■ Set task: Copy out exactly the lines from the line containing "Could you identify the clear" to the end of the listing.

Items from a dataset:
==========
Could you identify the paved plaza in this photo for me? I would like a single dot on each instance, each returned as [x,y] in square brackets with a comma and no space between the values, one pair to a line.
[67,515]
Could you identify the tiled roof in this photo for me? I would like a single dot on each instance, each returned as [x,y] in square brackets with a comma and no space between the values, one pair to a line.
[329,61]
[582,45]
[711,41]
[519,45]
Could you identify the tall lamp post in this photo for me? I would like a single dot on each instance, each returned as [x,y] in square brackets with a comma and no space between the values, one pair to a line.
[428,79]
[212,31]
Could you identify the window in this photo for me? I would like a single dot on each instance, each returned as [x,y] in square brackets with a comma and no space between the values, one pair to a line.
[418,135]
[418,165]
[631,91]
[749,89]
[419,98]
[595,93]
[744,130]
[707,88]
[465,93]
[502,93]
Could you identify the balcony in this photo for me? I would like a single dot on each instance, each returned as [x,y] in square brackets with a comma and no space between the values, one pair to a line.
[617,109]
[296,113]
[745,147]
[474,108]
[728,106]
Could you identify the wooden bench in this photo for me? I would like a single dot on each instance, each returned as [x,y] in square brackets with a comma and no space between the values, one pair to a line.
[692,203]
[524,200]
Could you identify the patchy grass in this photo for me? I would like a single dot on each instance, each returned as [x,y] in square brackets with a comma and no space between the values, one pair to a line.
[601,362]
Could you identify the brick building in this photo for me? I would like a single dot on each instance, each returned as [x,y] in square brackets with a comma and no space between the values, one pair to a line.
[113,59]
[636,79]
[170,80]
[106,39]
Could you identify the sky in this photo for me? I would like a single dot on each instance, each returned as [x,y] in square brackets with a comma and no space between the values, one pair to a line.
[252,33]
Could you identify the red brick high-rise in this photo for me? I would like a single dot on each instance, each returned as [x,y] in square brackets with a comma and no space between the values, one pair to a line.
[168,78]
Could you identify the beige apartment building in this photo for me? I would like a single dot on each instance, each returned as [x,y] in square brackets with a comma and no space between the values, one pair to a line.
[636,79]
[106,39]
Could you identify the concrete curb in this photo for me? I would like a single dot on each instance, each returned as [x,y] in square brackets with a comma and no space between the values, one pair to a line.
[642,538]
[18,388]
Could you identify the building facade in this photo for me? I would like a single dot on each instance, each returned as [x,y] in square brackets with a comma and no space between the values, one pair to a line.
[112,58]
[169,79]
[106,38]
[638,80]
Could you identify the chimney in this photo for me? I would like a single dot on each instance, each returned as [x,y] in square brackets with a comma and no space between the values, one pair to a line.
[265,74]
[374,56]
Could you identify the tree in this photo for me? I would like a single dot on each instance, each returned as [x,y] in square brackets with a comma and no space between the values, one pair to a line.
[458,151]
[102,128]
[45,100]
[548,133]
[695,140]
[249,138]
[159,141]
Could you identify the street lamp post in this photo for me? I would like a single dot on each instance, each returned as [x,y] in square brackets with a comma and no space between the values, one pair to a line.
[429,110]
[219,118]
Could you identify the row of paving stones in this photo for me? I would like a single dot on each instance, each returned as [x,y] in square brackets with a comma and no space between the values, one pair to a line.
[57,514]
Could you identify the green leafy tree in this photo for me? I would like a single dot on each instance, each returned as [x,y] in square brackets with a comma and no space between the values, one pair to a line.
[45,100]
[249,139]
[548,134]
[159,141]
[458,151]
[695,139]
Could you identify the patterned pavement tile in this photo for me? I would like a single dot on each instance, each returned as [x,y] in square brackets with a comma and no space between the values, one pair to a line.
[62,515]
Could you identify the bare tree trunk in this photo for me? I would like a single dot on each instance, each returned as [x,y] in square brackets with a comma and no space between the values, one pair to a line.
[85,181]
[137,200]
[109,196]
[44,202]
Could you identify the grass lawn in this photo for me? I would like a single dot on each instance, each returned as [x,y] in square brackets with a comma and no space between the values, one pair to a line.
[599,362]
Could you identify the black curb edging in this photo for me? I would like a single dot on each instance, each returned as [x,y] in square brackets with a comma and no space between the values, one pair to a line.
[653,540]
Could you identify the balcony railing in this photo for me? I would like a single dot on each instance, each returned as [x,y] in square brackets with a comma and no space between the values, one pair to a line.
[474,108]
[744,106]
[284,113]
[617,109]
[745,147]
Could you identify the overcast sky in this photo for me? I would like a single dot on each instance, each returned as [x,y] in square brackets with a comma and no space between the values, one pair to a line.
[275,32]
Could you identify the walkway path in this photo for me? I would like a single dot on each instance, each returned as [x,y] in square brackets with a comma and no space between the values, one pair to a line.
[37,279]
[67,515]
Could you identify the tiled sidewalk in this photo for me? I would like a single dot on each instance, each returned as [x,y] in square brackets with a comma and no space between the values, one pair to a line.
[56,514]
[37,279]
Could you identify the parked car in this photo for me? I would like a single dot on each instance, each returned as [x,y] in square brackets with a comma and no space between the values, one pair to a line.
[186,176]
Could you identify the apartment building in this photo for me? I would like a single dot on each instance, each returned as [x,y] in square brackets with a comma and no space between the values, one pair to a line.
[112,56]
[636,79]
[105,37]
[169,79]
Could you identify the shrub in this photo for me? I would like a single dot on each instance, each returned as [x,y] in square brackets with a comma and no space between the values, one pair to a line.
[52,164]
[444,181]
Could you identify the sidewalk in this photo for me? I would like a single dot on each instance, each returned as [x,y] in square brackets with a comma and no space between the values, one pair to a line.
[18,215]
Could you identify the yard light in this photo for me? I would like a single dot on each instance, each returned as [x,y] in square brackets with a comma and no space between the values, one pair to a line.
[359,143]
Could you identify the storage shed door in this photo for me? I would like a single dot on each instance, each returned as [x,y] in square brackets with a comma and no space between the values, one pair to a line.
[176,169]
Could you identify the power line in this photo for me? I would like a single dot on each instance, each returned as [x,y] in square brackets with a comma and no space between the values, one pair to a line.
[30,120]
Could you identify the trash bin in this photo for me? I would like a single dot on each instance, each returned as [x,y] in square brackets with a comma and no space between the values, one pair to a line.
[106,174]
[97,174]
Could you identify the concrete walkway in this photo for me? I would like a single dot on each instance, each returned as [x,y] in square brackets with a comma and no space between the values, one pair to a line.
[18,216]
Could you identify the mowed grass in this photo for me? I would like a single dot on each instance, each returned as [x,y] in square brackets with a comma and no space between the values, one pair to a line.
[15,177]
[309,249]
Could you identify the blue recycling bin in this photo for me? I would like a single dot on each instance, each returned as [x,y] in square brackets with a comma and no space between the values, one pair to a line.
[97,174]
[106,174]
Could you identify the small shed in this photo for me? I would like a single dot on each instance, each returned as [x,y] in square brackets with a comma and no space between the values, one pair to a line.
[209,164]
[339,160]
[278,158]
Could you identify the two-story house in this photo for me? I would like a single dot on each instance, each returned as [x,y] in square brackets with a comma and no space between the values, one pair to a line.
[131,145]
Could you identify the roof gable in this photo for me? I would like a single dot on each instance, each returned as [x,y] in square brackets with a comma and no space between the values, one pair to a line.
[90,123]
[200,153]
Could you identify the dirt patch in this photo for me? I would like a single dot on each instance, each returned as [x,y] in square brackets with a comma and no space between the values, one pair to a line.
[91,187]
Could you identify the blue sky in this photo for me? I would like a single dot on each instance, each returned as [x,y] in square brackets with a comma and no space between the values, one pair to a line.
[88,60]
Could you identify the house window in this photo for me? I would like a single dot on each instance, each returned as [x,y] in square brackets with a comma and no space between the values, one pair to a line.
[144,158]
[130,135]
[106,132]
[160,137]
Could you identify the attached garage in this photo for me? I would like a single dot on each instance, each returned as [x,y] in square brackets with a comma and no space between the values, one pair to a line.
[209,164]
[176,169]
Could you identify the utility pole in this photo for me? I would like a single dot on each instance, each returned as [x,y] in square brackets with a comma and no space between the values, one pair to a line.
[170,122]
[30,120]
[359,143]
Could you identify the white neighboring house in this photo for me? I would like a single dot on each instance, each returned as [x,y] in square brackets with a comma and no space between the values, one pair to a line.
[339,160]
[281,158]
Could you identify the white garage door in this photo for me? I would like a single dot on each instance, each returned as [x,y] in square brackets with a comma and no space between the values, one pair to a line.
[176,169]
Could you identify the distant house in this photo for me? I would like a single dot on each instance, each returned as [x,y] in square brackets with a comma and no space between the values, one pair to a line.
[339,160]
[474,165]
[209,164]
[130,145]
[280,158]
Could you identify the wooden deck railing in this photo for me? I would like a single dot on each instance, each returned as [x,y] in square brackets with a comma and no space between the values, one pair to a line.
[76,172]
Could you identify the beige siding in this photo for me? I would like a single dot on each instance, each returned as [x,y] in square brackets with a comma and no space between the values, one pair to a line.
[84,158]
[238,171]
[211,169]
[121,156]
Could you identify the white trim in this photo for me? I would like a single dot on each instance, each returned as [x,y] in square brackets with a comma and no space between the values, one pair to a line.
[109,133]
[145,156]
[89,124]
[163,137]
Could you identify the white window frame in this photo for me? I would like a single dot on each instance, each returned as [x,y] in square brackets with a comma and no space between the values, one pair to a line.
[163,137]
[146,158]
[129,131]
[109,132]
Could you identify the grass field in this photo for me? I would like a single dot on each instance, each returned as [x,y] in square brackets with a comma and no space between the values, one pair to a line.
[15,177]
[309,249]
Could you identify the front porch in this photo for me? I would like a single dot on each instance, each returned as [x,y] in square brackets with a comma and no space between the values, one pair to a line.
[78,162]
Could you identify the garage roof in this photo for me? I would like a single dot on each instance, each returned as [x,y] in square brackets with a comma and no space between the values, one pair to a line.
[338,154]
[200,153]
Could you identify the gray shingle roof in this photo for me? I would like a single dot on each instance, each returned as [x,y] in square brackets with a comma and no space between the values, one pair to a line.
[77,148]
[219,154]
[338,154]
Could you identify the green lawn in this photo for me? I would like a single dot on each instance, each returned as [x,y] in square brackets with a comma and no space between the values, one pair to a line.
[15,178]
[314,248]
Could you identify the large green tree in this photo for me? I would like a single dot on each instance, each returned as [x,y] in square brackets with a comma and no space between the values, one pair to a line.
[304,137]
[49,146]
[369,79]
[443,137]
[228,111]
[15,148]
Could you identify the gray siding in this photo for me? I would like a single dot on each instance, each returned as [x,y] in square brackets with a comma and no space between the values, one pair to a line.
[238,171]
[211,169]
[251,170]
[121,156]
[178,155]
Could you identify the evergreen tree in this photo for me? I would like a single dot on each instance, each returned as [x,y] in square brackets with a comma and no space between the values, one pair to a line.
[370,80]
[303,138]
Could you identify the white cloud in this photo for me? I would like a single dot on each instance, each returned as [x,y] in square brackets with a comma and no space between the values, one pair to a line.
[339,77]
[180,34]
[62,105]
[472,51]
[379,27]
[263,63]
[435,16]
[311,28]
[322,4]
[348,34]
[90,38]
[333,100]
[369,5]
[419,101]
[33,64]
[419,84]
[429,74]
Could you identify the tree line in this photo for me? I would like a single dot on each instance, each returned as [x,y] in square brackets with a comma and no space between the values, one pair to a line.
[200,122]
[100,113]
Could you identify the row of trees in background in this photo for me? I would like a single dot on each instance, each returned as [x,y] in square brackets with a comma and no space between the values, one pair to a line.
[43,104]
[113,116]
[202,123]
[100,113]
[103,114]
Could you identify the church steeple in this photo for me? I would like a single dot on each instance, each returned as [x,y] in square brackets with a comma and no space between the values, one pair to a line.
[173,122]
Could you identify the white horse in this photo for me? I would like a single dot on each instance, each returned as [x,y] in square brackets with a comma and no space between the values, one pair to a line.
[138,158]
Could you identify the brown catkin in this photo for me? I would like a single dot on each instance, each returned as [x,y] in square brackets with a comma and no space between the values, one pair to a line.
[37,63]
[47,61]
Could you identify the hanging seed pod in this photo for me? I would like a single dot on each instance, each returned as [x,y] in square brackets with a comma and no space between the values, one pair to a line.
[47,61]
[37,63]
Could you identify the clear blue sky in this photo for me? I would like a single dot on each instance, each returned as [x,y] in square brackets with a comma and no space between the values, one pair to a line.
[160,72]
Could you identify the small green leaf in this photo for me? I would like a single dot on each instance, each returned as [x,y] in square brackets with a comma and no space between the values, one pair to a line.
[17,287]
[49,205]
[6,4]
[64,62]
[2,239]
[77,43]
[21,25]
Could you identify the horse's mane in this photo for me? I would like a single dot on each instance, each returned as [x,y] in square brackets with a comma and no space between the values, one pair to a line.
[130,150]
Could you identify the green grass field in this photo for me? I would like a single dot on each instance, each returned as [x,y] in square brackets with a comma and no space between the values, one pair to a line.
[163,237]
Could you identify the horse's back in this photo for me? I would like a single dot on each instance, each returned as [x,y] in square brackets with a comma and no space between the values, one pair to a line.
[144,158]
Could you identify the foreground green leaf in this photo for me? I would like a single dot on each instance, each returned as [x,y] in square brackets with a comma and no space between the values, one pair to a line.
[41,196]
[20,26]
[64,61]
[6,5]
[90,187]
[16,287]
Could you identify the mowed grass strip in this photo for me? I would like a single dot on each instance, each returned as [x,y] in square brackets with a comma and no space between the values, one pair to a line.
==========
■ Answer to this problem:
Could you identify the clear blue sky in this photo for me? I would like a single dot on each instance, each returned as [x,y] in square brackets with a comma and no space between the values, one pair to a line.
[160,72]
Could you identify the small green leaf in this photo for me? I would like a single dot on each instance, each returned as [x,y] in square brackets with a comma and no space between the values, one pair to a line.
[17,287]
[49,205]
[6,4]
[64,62]
[2,239]
[77,43]
[21,25]
Could you identify the horse's mane in this photo for me? I would like a single dot on each instance, each returned as [x,y] in square brackets with a comma and no space between the values, one pair to a line.
[130,150]
Could you identify the green grass field in this photo for me? I would like a single dot on each instance, each returned as [x,y] in square brackets with a comma and no space between the values, one pair to a line.
[163,237]
Could you identify the horse's back in this photo for me? I would like a single dot on each instance, each returned as [x,y] in square brackets with a comma and no space between the values, one pair to a line.
[144,158]
Could you identify the foreground green leaf in this photo for me? I would like a single dot on each instance, each returned as [x,y] in square brackets with a comma and no space between the values, one pair to a line.
[41,196]
[20,26]
[64,61]
[6,5]
[90,187]
[16,287]
Could you identify the mowed grass strip in this photo for me? I would like a single dot on each instance, each returned as [x,y] in square brackets with a comma and no space between the values, one pair to a line.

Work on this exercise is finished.